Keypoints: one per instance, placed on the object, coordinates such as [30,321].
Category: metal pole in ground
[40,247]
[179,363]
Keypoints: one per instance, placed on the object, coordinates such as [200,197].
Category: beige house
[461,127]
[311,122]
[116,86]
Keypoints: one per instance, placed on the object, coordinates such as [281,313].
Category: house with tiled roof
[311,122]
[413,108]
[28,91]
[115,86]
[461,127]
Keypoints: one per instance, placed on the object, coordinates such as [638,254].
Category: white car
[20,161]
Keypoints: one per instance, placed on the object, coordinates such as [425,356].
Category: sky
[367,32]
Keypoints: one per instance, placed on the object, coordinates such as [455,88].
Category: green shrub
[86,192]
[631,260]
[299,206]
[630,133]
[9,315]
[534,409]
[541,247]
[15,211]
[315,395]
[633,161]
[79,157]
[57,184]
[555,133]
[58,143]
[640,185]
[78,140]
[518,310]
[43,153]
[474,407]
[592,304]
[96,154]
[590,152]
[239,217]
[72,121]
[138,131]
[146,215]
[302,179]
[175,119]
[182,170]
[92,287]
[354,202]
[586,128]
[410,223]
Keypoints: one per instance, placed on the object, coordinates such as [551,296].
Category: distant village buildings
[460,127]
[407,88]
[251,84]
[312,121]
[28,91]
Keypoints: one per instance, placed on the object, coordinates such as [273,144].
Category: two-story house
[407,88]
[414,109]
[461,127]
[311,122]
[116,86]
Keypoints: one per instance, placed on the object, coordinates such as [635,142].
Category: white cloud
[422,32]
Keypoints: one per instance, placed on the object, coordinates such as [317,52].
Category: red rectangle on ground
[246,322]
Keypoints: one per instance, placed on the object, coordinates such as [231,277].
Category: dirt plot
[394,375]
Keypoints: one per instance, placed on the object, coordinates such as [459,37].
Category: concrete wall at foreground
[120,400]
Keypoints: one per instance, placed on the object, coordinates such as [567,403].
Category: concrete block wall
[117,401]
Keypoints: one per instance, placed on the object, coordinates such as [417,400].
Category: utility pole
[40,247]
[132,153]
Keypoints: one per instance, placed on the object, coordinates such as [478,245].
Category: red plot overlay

Polecenie
Przepisz wiernie wszystkie powyższe rekordy, zachowując każdy wiersz bez żadnych zmian.

Oczekiwana odpowiedź
Keypoints: one per instance, placed on the object, coordinates such as [30,321].
Category: metal pole in ground
[40,247]
[179,363]
Keypoints: one per instance, placed on the object, coordinates such as [200,197].
Category: beige house
[461,127]
[311,122]
[116,86]
Keypoints: one per instance, placed on the object, coordinates such as [281,313].
Category: house with tiled roof
[311,122]
[413,108]
[28,91]
[115,86]
[461,127]
Keypoints: one per instance, placed on the object, coordinates such as [638,254].
Category: white car
[20,161]
Keypoints: one per instance, placed on the object, coordinates such as [425,356].
Category: sky
[367,32]
Keypoints: one per instance, placed on the object, coordinates such as [455,88].
Category: green shrub
[86,192]
[631,260]
[299,206]
[630,133]
[9,315]
[534,409]
[541,247]
[15,211]
[315,395]
[633,161]
[79,157]
[57,184]
[555,133]
[58,143]
[640,185]
[78,140]
[518,310]
[43,153]
[474,407]
[592,304]
[96,154]
[590,152]
[239,217]
[72,121]
[138,131]
[146,215]
[302,179]
[175,119]
[182,170]
[92,287]
[354,202]
[586,128]
[410,223]
Keypoints: one per instance, placed on the object, coordinates such as [551,296].
Category: distant village buildings
[460,127]
[407,88]
[251,84]
[312,121]
[28,91]
Keypoints: one per instance, placed on the object, coordinates such as [273,144].
Category: two-story house
[407,88]
[414,109]
[461,127]
[311,122]
[116,86]
Keypoints: one per instance, placed on the object, coordinates such as [635,142].
Category: white cloud
[422,32]
Keypoints: one per instance, placed on the object, coordinates such as [317,52].
Category: red rectangle on ground
[246,322]
Keypoints: one per instance, placed on the object, coordinates such as [231,277].
Category: dirt plot
[394,375]
Keypoints: one per instance, placed on the object, coordinates such as [459,37].
Category: concrete wall at foreground
[120,400]
Keypoints: one per instance, placed on the object, coordinates such as [567,403].
Category: concrete block wall
[117,401]
Keypoints: one per instance, placed on the object, coordinates such as [417,400].
Category: utility pole
[40,247]
[132,153]
Keypoints: one per instance, placed on the object, coordinates such as [478,245].
Category: red plot overlay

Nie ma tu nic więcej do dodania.